Complete the following -
A. Repeat the rebetika passage word for word, from "Like most forms" to "an underground attitude.".
B. Answer these questions using the rebetika passage:
(i) Besides rebetika, which four forms does it name as "urban blues"?
(ii) What common experience must people share for musical hybrid styles to be possible?
(iii) What kind of attitude has rebetika historically been about?

Page -
====

Like most forms that can be loosely described as “urban blues” (rai, flamenco, fado, and tango), the rebetika was regarded as working class and disreputable. However, Rebetiko’s capacity to be current and to reflect the multiculturalism of the time makes it quite authentic. The artistic components of Rebetiko “are close to the magic of spontaneous creativity, and yet they have the surety of a tradition behind them, and a social framework where musician and listener are united by the mutual recognition of being outside” (Road to Rembetika 77).

The musical cross-fertilisation or hybridisation that creates such styles is only possible when people are forced into close proximity and share a common experience of social marginalisation. That’s why Rebetika has historically been about an underground attitude.

====

Recorded information -
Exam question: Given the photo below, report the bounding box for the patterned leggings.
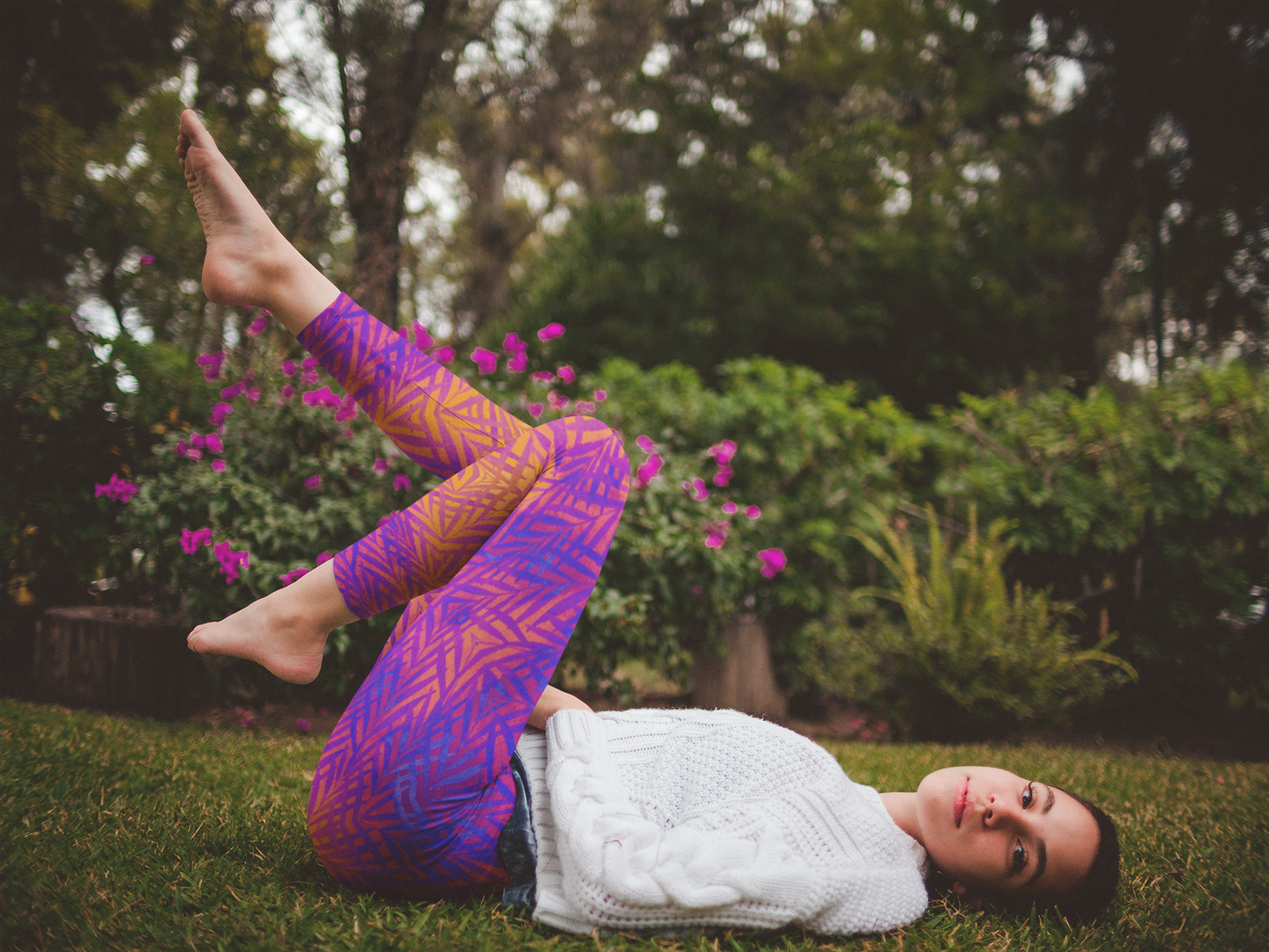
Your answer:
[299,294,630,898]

====

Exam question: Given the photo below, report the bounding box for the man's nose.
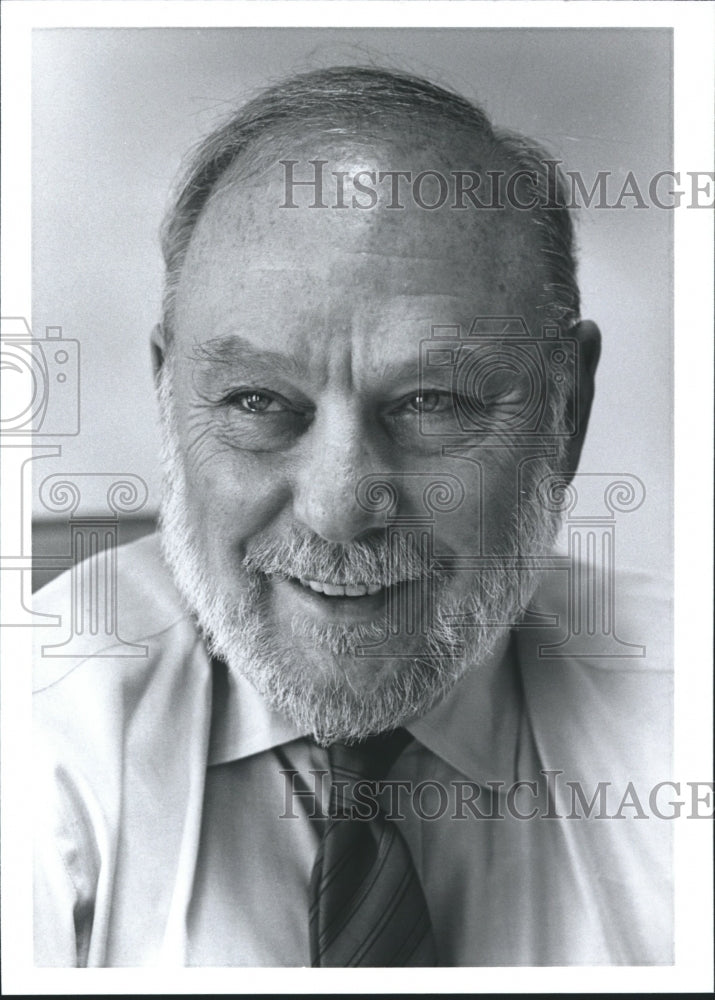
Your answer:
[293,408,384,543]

====

Final results -
A.
Like most forms that can be loosely described as “urban blues” (rai, flamenco, fado, and tango), the rebetika was regarded as working class and disreputable. However, Rebetiko’s capacity to be current and to reflect the multiculturalism of the time makes it quite authentic. The artistic components of Rebetiko “are close to the magic of spontaneous creativity, and yet they have the surety of a tradition behind them, and a social framework where musician and listener are united by the mutual recognition of being outside” (Road to Rembetika 77).

The musical cross-fertilisation or hybridisation that creates such styles is only possible when people are forced into close proximity and share a common experience of social marginalisation. That’s why Rebetika has historically been about an underground attitude.

B.
(i) Rai, flamenco, fado, and tango
(ii) Social marginalisation
(iii) An underground attitude